→ **Items**:
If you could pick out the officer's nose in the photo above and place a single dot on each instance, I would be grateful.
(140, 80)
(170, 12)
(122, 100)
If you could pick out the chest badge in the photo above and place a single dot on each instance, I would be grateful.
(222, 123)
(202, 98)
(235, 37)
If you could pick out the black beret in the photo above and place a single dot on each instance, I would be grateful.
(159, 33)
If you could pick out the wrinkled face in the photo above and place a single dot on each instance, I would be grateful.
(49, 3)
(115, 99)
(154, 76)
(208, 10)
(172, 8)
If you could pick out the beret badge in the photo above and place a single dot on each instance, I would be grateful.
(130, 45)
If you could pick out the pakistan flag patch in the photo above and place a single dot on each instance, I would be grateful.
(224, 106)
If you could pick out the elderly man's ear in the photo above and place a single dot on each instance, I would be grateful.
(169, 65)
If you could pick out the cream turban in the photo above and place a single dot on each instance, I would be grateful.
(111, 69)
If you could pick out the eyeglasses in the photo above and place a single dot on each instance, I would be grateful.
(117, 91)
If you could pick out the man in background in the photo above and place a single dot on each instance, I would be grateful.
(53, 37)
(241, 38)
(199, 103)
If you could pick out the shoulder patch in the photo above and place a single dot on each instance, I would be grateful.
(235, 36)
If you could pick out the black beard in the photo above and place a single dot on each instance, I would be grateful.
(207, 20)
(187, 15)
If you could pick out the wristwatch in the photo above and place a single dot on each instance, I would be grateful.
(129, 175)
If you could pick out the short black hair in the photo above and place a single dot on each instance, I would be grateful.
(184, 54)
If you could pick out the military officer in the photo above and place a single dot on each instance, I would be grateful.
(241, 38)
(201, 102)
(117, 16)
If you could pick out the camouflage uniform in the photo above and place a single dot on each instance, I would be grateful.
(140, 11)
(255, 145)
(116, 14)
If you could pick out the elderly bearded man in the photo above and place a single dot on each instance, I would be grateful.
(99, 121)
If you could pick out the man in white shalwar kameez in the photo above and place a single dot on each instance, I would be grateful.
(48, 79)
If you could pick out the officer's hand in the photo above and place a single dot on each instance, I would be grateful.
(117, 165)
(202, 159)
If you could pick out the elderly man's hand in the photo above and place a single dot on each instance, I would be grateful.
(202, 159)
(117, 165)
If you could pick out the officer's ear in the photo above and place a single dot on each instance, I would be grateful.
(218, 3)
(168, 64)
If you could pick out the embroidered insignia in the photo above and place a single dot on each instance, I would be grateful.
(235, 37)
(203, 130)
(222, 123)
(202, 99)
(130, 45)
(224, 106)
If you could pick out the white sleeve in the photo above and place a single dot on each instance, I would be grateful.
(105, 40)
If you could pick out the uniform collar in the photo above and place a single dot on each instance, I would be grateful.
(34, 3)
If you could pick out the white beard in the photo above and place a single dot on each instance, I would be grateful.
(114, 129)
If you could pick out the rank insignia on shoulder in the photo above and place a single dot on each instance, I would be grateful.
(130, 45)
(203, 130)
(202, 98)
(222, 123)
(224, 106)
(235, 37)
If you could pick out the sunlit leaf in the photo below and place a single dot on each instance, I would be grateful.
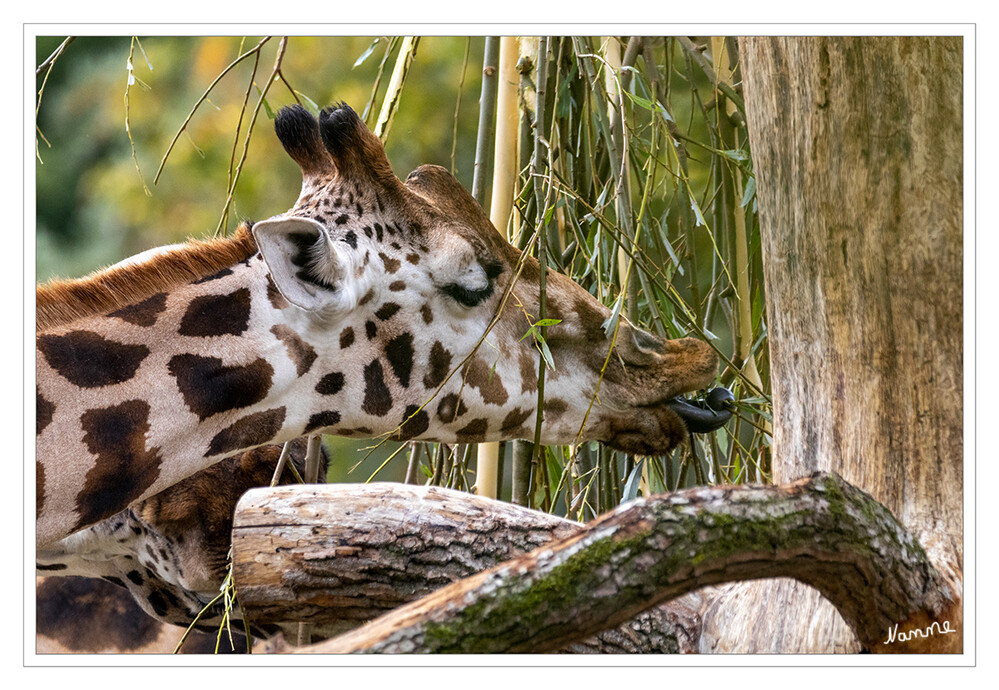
(367, 53)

→ **What needs to be done**: Repeat the records above exactly, leaving out the pictures.

→ **Answer to this problem**:
If you could pick out the officer's nose in the photo above and place a single dot on each instance, I would be grateful.
(140, 80)
(170, 12)
(122, 100)
If you could pick out the chest badge in the photo above and place a single dot on each instance, I would be grateful.
(222, 123)
(202, 98)
(235, 37)
If you could pick out the black beret in the photo above and place a single dot on each instance, I would be grateful.
(159, 33)
If you could pick out the wrinkled face in the photo above and place a single dot on each instance, I would be grateful.
(49, 3)
(115, 99)
(154, 76)
(208, 10)
(172, 8)
If you could pick out the beret badge in the photo above and place a single dot on each instance, I would be grateful.
(130, 45)
If you could pick out the pakistan flag patch in the photo above and place a single dot on each instance, I would be grateful.
(224, 106)
If you could pick out the elderly man's ear in the photo above and place a single dot on each instance, I would be grateful.
(169, 65)
If you could pick out the cream turban in the photo above and place a single dot on each instance, I would be grateful.
(111, 69)
If you could pick out the eyeglasses in the photo above and place a single dot on each instance, I would be grateful.
(117, 91)
If you could pick out the man in background in the photo above and place a single dot on each instance, I would be grateful.
(53, 37)
(241, 38)
(199, 103)
If you could pick out the shoulder patch in the photo above and place a single dot on each instance, I would be grateful.
(235, 36)
If you could pick out the black beard in the photo above and place a single dot on each instance, I would be grateful.
(207, 20)
(187, 15)
If you could pick out the wristwatch in the photo above and place a single dot on each instance, I would be grateful.
(129, 175)
If you could pick out the short black hair in the photo above and place a single dot on each instance, I would be grateful.
(184, 54)
If you could pick out the military officer in the photo above and place a single dot on each instance, I would be grateful.
(241, 38)
(201, 102)
(117, 16)
If you could pick out the camouflage uniform in the photo above and place a single dot on each instance, I would be grateful.
(140, 11)
(255, 145)
(116, 14)
If you could pick out the elderly bearded man in the photo above and place a single dot on each instance, I would be grateful.
(99, 121)
If you could pick out the man in white shalwar kameez in the photo above and place a single dot on each instance, I would be grateful.
(48, 79)
If you could pick out the officer's hand in the photo above and place a single dot on each instance, I would be grateful.
(117, 165)
(202, 159)
If you could pick out the elderly man's hand in the photo above and place a single dot on each instance, I would be grateful.
(202, 159)
(117, 165)
If you could pick out the officer's ear in the photo above and place a single dot on each instance, I would be grateful.
(218, 3)
(168, 64)
If you could pick out the embroidered insignia in the photo above and place a single dot on each instance, I would be grateful.
(235, 37)
(203, 130)
(222, 123)
(202, 99)
(130, 45)
(224, 106)
If you could pick out the white sleeve in the photo above and place a single dot on each instance, I would be grateful.
(105, 40)
If you could pick out the uniform collar in the photo above and place a single dot on each instance, I would be grateful.
(34, 3)
If you could pick out the white beard in the photo above and place a single dot on each instance, I would be grateful.
(114, 129)
If you could pick out the rank insignia on shoulder in the photo above and place a single dot on each instance, I would be grateful.
(130, 45)
(203, 130)
(202, 98)
(222, 123)
(224, 106)
(235, 37)
If you could pick out the sunlit leaf in the photo below and place a single dot on each instance, I would be grateful.
(367, 53)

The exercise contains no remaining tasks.